*Set task:*
Transcribe every line of the listing below without any deviation.

Records of labeled points
— Start —

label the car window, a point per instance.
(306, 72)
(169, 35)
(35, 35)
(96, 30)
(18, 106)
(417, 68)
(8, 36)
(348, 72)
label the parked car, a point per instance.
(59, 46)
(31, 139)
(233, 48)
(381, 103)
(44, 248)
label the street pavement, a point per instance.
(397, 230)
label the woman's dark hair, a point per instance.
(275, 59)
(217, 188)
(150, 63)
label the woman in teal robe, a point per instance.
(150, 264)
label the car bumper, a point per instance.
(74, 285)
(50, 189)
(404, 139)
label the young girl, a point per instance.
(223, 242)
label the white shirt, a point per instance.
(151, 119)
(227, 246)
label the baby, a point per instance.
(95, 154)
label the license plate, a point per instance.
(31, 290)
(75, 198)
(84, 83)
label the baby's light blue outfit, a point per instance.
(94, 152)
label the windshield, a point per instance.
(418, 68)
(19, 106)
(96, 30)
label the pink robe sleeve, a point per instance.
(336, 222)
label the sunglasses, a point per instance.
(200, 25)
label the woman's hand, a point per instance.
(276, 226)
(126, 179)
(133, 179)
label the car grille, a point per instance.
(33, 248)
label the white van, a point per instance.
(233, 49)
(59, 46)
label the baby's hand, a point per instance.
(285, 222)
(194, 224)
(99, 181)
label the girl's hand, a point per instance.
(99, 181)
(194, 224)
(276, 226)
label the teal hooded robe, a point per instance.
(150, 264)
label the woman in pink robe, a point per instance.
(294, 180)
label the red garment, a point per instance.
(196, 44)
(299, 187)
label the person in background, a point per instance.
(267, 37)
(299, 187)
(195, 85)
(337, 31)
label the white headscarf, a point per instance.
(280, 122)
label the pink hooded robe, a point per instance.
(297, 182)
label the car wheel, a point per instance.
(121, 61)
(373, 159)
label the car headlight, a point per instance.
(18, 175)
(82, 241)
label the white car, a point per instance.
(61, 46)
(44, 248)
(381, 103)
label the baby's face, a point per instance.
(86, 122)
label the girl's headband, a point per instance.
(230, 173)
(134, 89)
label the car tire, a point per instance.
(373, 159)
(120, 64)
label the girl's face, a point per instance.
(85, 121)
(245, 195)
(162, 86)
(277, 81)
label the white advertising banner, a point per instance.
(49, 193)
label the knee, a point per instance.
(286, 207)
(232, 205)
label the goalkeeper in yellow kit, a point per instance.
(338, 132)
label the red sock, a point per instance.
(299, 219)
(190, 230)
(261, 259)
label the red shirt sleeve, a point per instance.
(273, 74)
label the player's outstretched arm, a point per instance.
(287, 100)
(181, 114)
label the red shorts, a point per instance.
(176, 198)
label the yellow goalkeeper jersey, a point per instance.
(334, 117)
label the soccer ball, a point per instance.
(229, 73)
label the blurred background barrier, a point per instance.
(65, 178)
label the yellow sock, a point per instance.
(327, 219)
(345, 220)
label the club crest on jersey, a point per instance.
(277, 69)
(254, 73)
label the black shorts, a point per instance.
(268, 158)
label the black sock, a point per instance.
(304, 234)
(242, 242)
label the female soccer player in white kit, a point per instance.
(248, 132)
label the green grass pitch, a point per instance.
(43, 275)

— End —

*Task response:*
label the car window, a point per instance.
(306, 72)
(169, 35)
(35, 35)
(96, 30)
(18, 106)
(417, 68)
(8, 36)
(348, 72)
label the parked car, a point per instance.
(59, 46)
(31, 139)
(233, 48)
(381, 103)
(44, 248)
label the street pavement, a point per instance.
(397, 230)
label the woman's dark hair, a point per instance.
(275, 59)
(217, 188)
(150, 63)
label the woman in teal robe, a point per instance.
(150, 264)
label the car bumper, a point per instance.
(74, 285)
(50, 189)
(404, 139)
label the young girl, a point per instance.
(223, 242)
label the white shirt, a point per instance.
(151, 119)
(227, 246)
label the baby, a point per instance.
(95, 154)
label the license plate, a point per instance.
(31, 290)
(75, 198)
(84, 83)
label the baby's light blue outfit, a point per instance.
(94, 152)
label the windshield, a point per instance.
(418, 68)
(19, 106)
(96, 30)
label the pink robe sleeve, a point per instance.
(336, 222)
label the sunglasses, a point per instance.
(200, 25)
label the woman's hand, a point per instance.
(276, 226)
(126, 179)
(133, 179)
label the car grille, a point per instance.
(33, 248)
label the white van, a point per instance.
(233, 49)
(59, 46)
label the baby's hand, a point per instance.
(285, 222)
(194, 224)
(99, 181)
label the girl's hand, a point per instance.
(99, 181)
(194, 224)
(276, 226)
label the teal hooded robe, a point per instance.
(150, 264)
label the woman in pink robe, a point per instance.
(294, 180)
label the red garment, a point per instance.
(196, 44)
(299, 187)
label the person in background, a point per instance.
(267, 37)
(299, 187)
(195, 85)
(337, 31)
label the white headscarf, a point per instance.
(280, 122)
label the pink hooded robe, a point per instance.
(297, 182)
label the car wheel, a point per instance.
(121, 61)
(373, 159)
label the car headlight, a point per instance.
(18, 175)
(82, 241)
label the white car, a point per instance.
(61, 46)
(44, 248)
(381, 103)
label the baby's face, a point per instance.
(86, 122)
label the girl's headband, a point per instance.
(230, 173)
(134, 89)
label the car tire, a point per instance.
(373, 159)
(120, 64)
label the girl's face, a point per instance.
(85, 121)
(245, 195)
(162, 86)
(277, 81)
label the white advertising banner, a point per instance.
(49, 193)
label the knee, a point per instance.
(286, 207)
(232, 205)
label the goalkeeper in yellow kit, a point per instance.
(338, 132)
label the red sock, a point per instance.
(299, 219)
(190, 230)
(261, 259)
label the red shirt sleeve, a point per instance.
(273, 74)
label the player's outstretched arm, a point per instance.
(287, 100)
(181, 114)
label the red shorts, a point per instance.
(176, 198)
label the yellow goalkeeper jersey, a point per instance.
(334, 117)
label the soccer ball, a point per instance.
(229, 73)
label the blurred background barrier, a point per instance.
(65, 178)
label the yellow sock, a point per instance.
(327, 219)
(345, 220)
label the club crest on jersey, a point per instance.
(277, 69)
(254, 73)
label the black shorts, a point per instance.
(268, 158)
label the black sock, a point per instance.
(304, 234)
(242, 242)
label the female soccer player in white kit, a point per instance.
(248, 132)
label the green grass pitch, a point per instance.
(43, 275)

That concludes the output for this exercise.